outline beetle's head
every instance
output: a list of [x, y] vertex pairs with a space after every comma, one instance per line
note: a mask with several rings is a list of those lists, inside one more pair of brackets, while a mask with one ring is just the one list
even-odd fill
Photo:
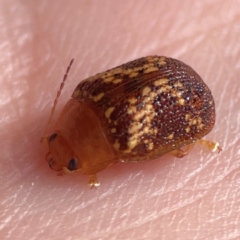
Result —
[[44, 137], [42, 142], [46, 143], [49, 152], [46, 161], [50, 168], [61, 173], [70, 173], [79, 168], [78, 160], [60, 132], [55, 132], [49, 137]]

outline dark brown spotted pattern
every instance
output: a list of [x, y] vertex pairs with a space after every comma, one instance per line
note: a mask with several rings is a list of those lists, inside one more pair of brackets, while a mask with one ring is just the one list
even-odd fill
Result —
[[122, 161], [146, 161], [205, 136], [214, 126], [209, 88], [183, 62], [139, 58], [82, 81], [72, 98], [89, 106]]

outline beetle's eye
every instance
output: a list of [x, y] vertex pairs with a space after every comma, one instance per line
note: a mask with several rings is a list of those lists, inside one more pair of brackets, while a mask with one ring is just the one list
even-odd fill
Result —
[[52, 134], [52, 135], [50, 136], [50, 138], [49, 138], [48, 141], [51, 142], [51, 141], [53, 141], [56, 137], [57, 137], [57, 134], [54, 133], [54, 134]]
[[74, 170], [77, 170], [77, 167], [78, 167], [77, 159], [72, 158], [68, 163], [68, 169], [70, 171], [74, 171]]

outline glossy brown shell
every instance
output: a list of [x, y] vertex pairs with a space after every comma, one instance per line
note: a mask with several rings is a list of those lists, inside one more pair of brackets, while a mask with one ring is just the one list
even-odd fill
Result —
[[98, 116], [123, 161], [146, 161], [194, 143], [214, 126], [214, 100], [183, 62], [149, 56], [82, 81], [72, 98]]

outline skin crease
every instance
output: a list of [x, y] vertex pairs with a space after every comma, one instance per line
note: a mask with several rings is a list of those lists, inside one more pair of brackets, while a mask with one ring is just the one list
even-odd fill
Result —
[[[102, 4], [104, 2], [104, 4]], [[0, 1], [1, 239], [239, 239], [240, 1]], [[56, 176], [40, 144], [80, 80], [147, 55], [193, 67], [217, 119], [177, 159], [117, 164], [88, 177]]]

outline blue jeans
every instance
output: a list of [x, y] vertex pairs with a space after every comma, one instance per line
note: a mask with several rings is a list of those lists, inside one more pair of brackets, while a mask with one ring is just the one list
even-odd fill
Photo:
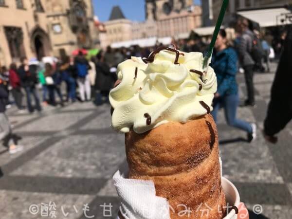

□ □ □ □

• [The task]: Identify every line in the entries that contains the word "outline", and copy each of those lines.

• [Solution for this problem]:
outline beetle's head
outline dark brown spotted pattern
outline beetle's eye
outline glossy brown shell
outline skin crease
outline blue jeans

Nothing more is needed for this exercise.